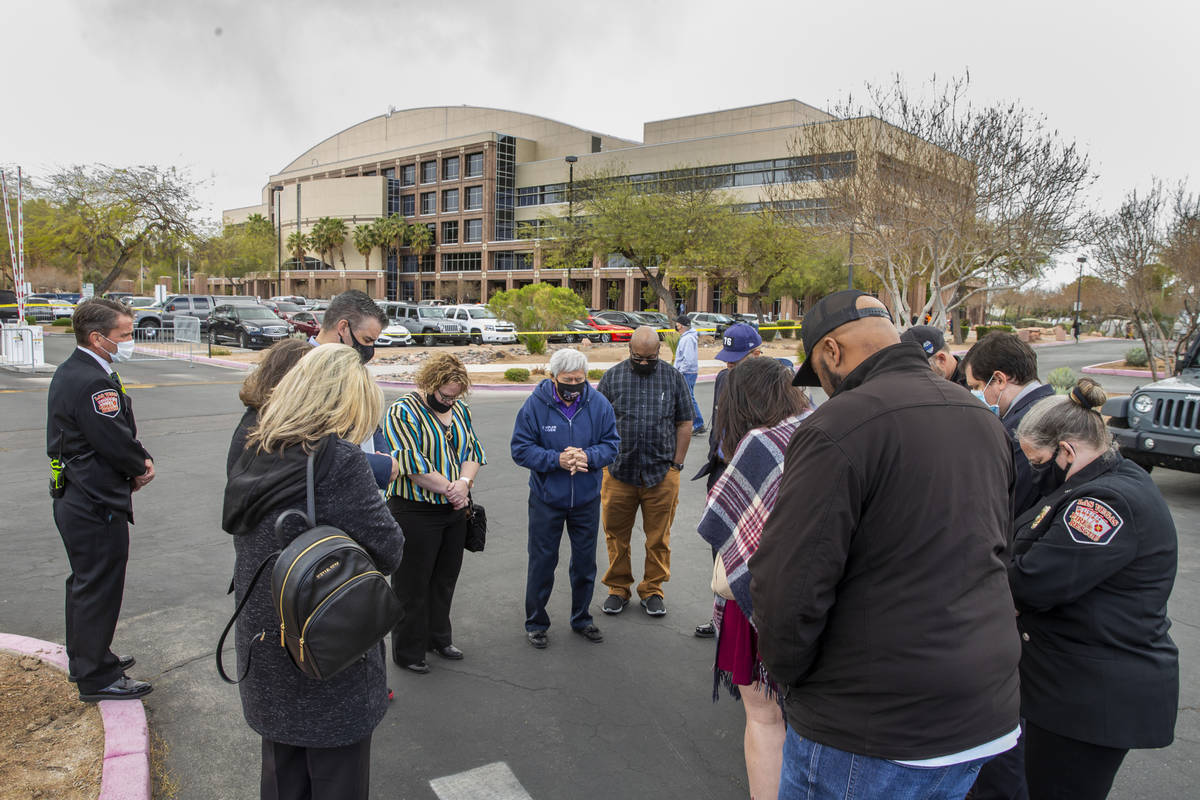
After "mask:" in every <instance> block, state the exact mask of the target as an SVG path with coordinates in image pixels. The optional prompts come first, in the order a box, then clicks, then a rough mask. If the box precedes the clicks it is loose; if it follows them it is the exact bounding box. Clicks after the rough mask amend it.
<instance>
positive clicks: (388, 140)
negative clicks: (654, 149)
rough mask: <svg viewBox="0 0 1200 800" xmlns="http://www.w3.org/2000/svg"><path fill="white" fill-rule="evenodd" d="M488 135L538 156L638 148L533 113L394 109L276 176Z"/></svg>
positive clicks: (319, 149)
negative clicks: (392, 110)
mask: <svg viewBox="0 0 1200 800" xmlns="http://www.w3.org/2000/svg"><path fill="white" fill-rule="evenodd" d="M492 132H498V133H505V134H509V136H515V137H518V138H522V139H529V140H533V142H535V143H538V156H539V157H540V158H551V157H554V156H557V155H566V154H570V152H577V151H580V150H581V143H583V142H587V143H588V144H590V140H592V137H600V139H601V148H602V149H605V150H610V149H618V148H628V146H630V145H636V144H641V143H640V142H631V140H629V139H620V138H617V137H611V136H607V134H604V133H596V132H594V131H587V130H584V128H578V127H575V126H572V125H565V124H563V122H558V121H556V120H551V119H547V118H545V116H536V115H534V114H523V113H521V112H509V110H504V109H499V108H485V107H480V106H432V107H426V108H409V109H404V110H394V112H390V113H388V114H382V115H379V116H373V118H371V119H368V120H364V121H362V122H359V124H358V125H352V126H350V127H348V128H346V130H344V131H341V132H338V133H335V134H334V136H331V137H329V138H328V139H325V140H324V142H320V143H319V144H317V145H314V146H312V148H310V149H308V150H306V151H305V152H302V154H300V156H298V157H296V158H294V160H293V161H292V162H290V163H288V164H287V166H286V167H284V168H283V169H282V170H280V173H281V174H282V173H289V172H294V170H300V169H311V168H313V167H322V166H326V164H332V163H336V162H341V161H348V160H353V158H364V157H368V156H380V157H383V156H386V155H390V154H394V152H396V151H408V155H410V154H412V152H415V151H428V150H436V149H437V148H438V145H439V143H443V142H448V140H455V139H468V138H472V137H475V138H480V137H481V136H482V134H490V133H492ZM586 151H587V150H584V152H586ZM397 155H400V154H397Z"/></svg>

· · · ·

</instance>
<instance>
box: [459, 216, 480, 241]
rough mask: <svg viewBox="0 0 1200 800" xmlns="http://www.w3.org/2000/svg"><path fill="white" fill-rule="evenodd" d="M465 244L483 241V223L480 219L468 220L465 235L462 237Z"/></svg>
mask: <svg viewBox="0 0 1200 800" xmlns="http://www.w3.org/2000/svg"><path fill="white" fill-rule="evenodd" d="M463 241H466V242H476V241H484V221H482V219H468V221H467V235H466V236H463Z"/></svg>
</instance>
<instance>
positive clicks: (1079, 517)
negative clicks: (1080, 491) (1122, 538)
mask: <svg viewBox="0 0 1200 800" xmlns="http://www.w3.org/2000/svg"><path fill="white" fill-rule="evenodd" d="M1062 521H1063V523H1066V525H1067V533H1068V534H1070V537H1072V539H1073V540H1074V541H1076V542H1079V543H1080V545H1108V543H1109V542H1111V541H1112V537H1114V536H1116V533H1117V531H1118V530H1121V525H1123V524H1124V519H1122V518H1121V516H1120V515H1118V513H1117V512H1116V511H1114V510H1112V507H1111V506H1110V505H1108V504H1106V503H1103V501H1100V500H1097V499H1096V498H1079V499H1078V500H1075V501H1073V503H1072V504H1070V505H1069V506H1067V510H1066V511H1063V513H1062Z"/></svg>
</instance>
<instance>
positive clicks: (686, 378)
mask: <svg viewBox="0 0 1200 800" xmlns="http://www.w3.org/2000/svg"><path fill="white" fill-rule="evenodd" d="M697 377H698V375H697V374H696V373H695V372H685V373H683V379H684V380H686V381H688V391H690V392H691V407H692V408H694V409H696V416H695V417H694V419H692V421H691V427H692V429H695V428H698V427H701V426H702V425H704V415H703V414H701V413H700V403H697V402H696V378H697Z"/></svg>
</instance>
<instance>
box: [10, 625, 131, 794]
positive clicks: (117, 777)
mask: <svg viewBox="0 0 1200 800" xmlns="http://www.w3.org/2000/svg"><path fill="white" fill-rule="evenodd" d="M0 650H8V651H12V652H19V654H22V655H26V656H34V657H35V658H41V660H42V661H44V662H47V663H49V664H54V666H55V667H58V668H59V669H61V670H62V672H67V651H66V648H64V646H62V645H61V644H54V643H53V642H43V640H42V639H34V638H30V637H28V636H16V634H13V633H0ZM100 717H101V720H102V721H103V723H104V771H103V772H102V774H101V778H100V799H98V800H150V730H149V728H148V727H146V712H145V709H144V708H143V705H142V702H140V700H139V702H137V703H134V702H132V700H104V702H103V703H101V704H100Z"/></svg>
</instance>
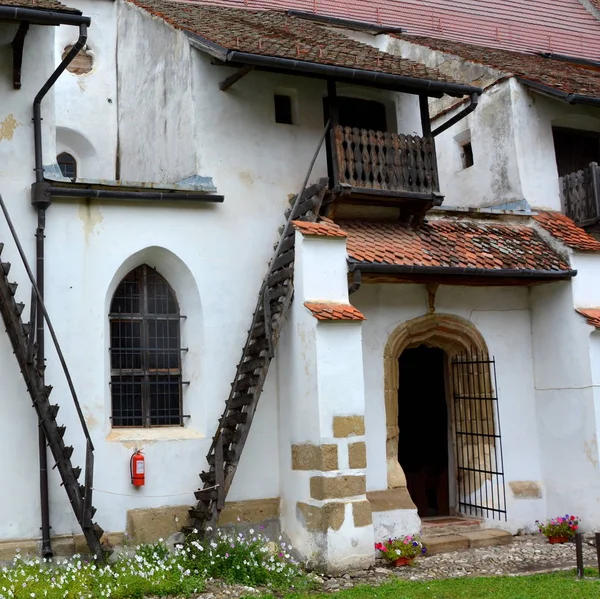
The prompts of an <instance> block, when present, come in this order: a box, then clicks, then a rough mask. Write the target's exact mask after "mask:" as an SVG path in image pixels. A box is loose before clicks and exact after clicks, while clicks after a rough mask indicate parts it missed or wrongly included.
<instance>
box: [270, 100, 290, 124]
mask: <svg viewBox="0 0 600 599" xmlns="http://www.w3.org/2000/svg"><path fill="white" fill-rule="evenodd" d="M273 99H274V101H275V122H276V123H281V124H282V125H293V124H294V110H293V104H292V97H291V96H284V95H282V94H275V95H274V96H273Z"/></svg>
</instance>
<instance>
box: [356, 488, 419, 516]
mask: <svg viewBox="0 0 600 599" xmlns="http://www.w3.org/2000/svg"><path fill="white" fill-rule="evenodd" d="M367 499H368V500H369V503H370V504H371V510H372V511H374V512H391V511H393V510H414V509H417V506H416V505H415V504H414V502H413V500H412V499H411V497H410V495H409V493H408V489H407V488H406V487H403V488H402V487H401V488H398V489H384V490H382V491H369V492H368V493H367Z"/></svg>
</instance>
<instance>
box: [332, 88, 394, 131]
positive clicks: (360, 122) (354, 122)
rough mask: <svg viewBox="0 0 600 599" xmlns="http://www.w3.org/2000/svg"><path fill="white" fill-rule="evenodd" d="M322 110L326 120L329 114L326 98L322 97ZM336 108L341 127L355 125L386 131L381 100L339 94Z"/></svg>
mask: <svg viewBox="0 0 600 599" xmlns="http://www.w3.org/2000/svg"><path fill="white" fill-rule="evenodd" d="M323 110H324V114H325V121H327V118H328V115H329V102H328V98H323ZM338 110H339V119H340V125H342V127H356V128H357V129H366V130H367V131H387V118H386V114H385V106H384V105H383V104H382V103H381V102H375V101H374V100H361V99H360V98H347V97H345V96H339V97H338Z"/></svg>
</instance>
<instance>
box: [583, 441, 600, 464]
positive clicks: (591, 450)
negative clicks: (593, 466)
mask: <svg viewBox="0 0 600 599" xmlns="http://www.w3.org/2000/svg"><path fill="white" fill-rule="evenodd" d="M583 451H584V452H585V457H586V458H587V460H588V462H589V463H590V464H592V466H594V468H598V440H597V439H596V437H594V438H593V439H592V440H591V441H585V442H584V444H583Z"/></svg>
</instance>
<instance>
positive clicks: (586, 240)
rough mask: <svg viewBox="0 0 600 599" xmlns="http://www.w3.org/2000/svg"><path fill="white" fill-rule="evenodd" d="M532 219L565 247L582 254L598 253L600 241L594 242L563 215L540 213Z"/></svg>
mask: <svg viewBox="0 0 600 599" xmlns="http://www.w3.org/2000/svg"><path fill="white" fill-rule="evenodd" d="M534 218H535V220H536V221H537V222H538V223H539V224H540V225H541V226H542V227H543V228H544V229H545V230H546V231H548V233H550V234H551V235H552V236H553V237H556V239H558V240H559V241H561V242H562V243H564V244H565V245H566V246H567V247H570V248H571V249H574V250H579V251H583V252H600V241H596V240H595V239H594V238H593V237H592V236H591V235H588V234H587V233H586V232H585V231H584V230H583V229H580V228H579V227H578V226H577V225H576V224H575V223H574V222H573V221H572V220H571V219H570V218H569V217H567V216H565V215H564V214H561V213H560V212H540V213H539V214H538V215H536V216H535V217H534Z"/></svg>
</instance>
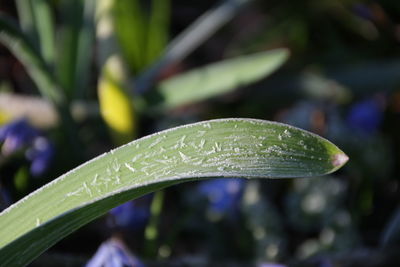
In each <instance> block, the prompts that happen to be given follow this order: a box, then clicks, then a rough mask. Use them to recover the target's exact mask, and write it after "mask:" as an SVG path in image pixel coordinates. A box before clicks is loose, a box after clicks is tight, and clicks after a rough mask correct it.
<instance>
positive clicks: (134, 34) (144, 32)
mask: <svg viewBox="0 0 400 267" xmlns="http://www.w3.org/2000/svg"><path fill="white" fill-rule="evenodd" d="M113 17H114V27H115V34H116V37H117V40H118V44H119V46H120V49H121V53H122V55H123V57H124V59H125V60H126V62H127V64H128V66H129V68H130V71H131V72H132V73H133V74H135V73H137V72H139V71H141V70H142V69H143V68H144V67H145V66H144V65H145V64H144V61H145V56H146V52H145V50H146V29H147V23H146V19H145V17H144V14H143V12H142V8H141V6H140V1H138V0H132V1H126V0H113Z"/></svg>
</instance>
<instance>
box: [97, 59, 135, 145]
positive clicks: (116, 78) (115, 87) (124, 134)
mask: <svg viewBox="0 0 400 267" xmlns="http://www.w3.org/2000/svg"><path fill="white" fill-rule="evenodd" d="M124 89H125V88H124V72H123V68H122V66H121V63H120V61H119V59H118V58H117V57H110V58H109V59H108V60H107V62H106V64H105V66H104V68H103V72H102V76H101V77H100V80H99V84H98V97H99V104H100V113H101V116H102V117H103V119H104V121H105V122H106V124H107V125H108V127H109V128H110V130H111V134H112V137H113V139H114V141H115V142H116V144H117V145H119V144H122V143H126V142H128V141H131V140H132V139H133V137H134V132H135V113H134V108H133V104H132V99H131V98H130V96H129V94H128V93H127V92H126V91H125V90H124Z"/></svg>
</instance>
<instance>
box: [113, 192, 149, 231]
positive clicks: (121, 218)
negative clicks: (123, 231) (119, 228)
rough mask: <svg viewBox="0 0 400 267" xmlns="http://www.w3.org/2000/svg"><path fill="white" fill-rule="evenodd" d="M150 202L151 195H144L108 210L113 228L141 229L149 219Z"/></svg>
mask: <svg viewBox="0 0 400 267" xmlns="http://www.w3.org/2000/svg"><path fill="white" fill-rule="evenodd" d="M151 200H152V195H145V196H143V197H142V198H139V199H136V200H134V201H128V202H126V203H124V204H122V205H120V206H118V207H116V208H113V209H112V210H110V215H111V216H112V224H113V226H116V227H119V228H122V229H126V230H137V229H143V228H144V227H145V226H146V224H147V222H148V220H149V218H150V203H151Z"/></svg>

· · · ·

* EXERCISE: Could you retype exactly the lines above, starting at the line that contains "mask amend it." and ending at the line that contains "negative clicks: (654, 149)", and nothing more?

* ANSWER TO THIS EXERCISE:
After "mask:" in every <instance> block, state the exact mask of the target as an SVG path with coordinates in image pixels. The optional prompts come first, in the order a box, then clicks, then a rough mask. If the box precedes the clicks it is loose; if it follows them it is the exact bounding box. Clicks after the rough mask amend it.
<instance>
positive clicks: (388, 140)
negative clicks: (654, 149)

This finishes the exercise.